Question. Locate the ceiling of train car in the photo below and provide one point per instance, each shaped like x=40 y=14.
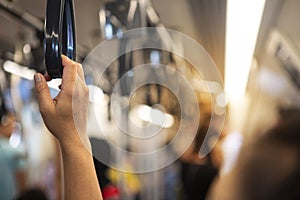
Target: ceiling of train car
x=203 y=20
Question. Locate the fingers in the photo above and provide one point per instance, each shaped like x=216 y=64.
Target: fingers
x=71 y=70
x=43 y=94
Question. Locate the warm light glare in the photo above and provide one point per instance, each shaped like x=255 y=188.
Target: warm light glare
x=242 y=26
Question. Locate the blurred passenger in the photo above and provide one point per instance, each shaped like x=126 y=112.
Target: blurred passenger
x=101 y=150
x=267 y=168
x=12 y=176
x=197 y=173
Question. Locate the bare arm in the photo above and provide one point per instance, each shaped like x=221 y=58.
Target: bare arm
x=66 y=119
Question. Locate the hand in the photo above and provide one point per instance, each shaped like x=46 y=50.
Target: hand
x=66 y=115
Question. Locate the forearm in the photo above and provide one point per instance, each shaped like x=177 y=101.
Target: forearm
x=79 y=174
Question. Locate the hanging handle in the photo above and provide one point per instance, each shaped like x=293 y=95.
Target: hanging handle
x=59 y=35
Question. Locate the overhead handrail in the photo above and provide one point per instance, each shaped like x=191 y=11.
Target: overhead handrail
x=59 y=35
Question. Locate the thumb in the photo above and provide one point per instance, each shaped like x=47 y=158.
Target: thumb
x=43 y=94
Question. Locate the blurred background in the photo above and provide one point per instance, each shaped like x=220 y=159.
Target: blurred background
x=255 y=46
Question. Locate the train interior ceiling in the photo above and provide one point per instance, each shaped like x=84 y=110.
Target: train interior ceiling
x=271 y=89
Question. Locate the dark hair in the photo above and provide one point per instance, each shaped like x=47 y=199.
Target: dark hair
x=32 y=194
x=270 y=168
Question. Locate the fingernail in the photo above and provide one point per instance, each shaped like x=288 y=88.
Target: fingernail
x=37 y=78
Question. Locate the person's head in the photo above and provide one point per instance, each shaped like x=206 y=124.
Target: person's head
x=7 y=125
x=269 y=168
x=7 y=120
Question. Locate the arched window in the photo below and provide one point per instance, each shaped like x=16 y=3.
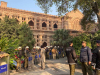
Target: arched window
x=44 y=24
x=31 y=23
x=55 y=26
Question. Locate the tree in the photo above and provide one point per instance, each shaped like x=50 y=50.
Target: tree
x=25 y=36
x=61 y=38
x=8 y=27
x=90 y=8
x=77 y=41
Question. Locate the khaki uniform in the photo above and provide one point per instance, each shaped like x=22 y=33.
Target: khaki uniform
x=54 y=51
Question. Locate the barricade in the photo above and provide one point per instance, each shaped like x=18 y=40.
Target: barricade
x=4 y=64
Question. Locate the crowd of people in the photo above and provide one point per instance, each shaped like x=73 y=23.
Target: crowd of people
x=89 y=60
x=37 y=55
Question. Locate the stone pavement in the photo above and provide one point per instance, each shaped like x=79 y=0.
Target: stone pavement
x=53 y=67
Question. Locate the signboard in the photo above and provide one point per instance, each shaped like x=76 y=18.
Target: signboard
x=3 y=68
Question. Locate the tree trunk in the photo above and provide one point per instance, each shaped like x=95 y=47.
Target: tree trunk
x=98 y=16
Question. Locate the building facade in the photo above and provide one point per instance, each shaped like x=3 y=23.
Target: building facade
x=44 y=25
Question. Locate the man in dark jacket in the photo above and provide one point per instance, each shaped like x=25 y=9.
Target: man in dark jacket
x=96 y=58
x=72 y=58
x=85 y=59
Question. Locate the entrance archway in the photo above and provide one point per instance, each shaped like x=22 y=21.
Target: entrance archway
x=44 y=44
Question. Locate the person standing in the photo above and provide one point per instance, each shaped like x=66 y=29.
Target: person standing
x=54 y=51
x=18 y=58
x=96 y=58
x=27 y=55
x=1 y=53
x=72 y=58
x=42 y=55
x=85 y=59
x=33 y=52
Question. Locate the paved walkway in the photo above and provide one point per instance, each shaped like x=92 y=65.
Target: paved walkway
x=53 y=67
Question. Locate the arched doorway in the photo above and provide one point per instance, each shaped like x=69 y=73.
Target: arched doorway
x=31 y=23
x=44 y=44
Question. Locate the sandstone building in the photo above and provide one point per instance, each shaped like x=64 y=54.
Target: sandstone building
x=43 y=25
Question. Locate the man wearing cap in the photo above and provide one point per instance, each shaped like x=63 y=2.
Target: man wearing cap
x=96 y=58
x=27 y=55
x=18 y=58
x=85 y=59
x=72 y=58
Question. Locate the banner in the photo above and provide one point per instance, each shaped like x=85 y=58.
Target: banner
x=3 y=68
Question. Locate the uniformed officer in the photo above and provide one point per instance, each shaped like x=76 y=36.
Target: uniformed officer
x=96 y=58
x=18 y=58
x=71 y=57
x=27 y=55
x=85 y=59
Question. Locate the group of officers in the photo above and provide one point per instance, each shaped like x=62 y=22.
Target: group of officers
x=36 y=55
x=90 y=60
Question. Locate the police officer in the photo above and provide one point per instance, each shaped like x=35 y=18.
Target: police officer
x=18 y=59
x=72 y=58
x=27 y=55
x=85 y=59
x=96 y=58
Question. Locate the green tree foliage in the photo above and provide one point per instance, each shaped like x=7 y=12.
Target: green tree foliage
x=61 y=38
x=90 y=8
x=77 y=41
x=25 y=36
x=8 y=27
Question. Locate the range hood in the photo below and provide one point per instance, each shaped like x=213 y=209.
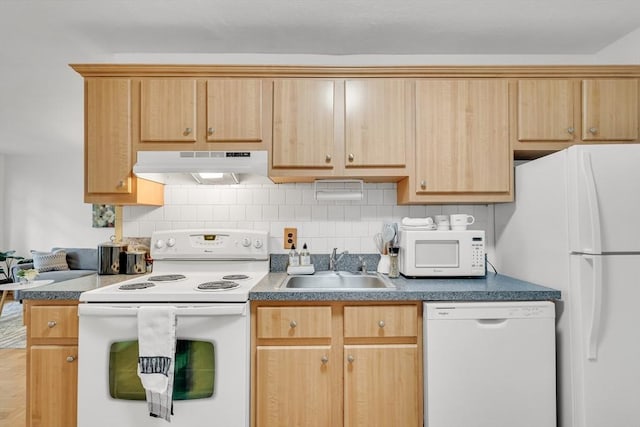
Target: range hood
x=203 y=167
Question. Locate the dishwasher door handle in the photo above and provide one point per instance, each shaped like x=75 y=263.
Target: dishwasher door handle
x=491 y=323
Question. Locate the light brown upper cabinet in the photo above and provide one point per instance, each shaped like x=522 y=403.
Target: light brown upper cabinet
x=376 y=114
x=551 y=114
x=546 y=110
x=341 y=128
x=610 y=110
x=462 y=143
x=168 y=110
x=304 y=123
x=108 y=150
x=202 y=114
x=234 y=110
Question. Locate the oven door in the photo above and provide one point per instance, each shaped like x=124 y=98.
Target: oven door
x=211 y=384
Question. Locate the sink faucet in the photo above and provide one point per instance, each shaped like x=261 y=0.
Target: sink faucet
x=333 y=262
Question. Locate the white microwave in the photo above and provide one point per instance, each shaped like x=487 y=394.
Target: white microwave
x=435 y=253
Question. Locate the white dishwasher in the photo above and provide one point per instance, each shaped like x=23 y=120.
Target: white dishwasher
x=489 y=364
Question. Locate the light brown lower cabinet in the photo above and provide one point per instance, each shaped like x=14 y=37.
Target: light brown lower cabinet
x=52 y=363
x=364 y=370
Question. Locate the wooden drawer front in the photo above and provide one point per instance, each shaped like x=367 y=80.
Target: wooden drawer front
x=381 y=321
x=54 y=322
x=294 y=322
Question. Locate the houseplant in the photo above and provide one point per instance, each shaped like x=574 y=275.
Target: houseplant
x=8 y=259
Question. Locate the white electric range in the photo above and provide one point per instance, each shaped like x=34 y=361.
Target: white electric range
x=206 y=275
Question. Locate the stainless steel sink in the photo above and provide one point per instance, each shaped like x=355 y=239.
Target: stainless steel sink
x=336 y=280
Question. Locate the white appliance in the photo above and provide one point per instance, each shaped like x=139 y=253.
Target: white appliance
x=206 y=275
x=203 y=167
x=432 y=253
x=575 y=226
x=489 y=364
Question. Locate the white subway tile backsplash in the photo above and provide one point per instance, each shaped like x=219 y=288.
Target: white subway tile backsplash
x=347 y=225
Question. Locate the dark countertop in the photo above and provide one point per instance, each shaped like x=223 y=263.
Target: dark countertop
x=493 y=287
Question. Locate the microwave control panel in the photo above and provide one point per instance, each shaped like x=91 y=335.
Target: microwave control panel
x=477 y=254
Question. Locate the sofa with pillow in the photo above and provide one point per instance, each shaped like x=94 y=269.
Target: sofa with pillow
x=61 y=264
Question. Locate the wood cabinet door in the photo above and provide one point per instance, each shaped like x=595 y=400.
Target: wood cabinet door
x=545 y=110
x=168 y=110
x=376 y=113
x=53 y=387
x=108 y=136
x=610 y=110
x=234 y=110
x=462 y=143
x=303 y=123
x=294 y=386
x=381 y=385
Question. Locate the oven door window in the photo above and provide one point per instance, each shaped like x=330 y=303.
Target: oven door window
x=437 y=253
x=193 y=376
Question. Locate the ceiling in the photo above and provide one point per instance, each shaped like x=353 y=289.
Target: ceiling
x=41 y=97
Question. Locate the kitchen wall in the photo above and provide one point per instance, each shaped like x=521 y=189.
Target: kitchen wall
x=2 y=203
x=323 y=225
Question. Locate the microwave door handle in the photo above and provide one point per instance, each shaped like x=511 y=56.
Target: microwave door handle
x=215 y=310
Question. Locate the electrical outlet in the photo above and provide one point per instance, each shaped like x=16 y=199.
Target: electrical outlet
x=290 y=237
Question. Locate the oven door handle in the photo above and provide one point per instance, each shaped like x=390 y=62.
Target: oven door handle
x=213 y=310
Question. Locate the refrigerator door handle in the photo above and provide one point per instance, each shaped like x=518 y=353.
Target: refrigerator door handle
x=592 y=200
x=593 y=329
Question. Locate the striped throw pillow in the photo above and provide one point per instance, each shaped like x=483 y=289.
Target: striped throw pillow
x=50 y=261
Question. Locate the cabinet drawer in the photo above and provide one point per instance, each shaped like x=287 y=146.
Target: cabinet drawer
x=54 y=322
x=381 y=321
x=294 y=322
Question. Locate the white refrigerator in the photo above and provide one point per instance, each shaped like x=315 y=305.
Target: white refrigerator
x=575 y=226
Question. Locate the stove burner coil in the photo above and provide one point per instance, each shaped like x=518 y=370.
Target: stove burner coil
x=218 y=285
x=167 y=277
x=235 y=277
x=134 y=286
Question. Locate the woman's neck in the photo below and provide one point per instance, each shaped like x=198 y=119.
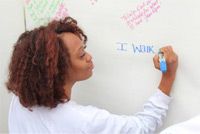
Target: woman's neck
x=68 y=87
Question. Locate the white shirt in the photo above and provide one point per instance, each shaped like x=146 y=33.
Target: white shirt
x=71 y=118
x=191 y=126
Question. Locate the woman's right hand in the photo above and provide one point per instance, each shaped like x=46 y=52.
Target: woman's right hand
x=172 y=64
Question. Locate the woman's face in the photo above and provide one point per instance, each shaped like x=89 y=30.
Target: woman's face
x=81 y=61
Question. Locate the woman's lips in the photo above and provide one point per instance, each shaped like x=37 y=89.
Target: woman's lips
x=91 y=66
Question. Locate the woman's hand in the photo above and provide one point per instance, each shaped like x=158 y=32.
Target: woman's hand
x=172 y=64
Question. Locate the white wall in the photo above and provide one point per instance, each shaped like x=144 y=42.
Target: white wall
x=11 y=25
x=123 y=80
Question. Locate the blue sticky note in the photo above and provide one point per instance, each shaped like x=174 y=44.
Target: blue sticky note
x=163 y=66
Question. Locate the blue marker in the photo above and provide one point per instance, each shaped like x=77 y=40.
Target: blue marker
x=163 y=64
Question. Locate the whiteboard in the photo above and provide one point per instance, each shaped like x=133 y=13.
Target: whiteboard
x=11 y=26
x=123 y=36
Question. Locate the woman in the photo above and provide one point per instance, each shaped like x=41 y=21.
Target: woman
x=47 y=62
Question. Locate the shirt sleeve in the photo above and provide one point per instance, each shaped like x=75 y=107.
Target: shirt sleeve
x=146 y=122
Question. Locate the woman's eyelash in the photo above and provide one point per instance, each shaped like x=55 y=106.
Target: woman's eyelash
x=83 y=55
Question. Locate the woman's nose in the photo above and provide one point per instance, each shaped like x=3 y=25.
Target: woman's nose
x=88 y=58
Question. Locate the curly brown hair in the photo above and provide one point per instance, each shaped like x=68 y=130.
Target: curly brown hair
x=40 y=62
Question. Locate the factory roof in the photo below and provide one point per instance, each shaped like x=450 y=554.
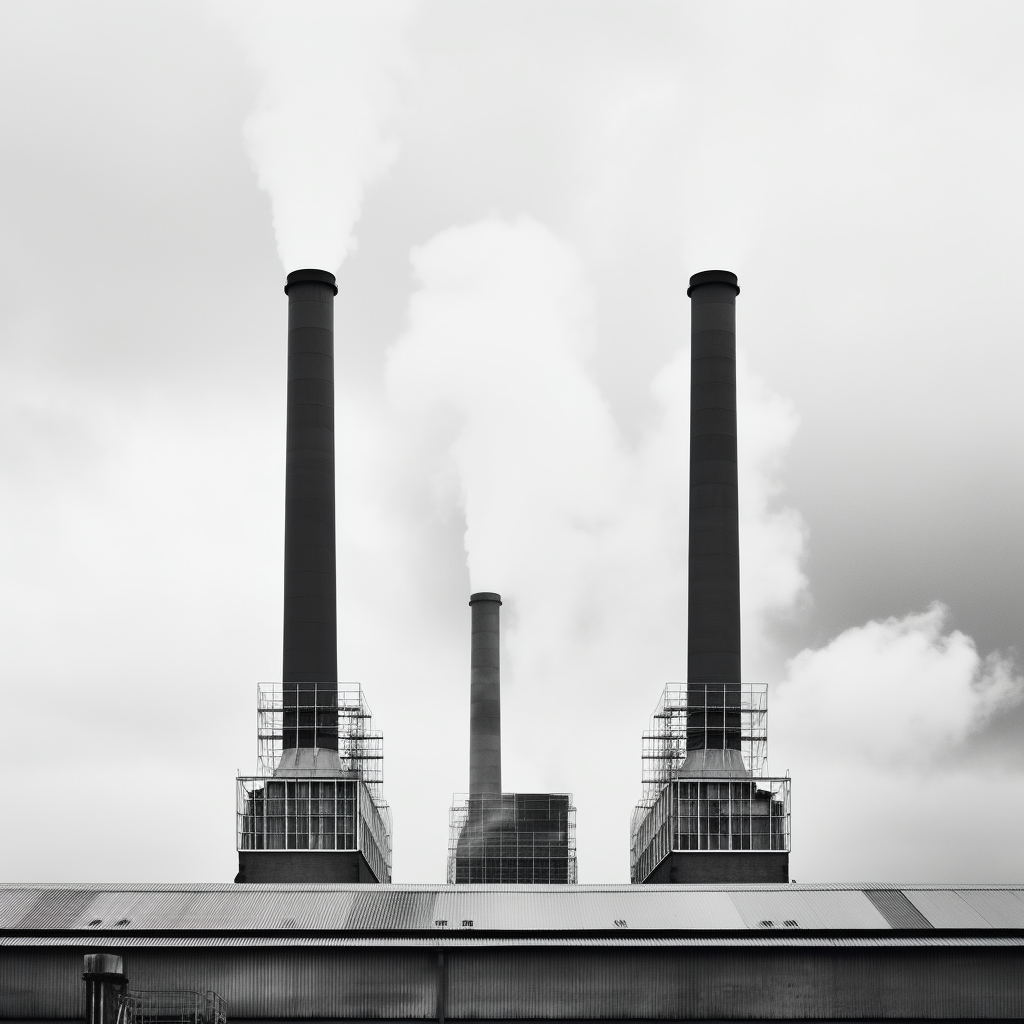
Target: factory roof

**What needs to be done:**
Repeat exactly the lines from the one containing "Question. Locate the woman in" to the last line of the records above, including both, and leave out any pictures.

**Answer area:**
Question. Locate the woman in the photo above and provide one point per instance, each shaped like x=41 y=21.
Target: woman
x=47 y=62
Question. Locate the shirt sleeve in the photo above and provide one point per instance, each shaped like x=75 y=107.
Target: shirt sleeve
x=146 y=122
Question. Locate the woman's eyelash in the photo above and provide one point per instance, each shaped like x=55 y=106.
Target: woman's eyelash
x=83 y=55
Question. Locate the woman's nose in the photo above and provide one point per instance, each shaped like x=3 y=25.
Target: woman's nose
x=88 y=58
Question. Locate the curly brown hair in the photo above and provide one point per instance, each shaped like x=68 y=130.
Target: curly brown hair
x=40 y=62
Question. Locate the factory roof in the photo below and provide one point per instance, each shaped like x=450 y=554.
Target: factory roof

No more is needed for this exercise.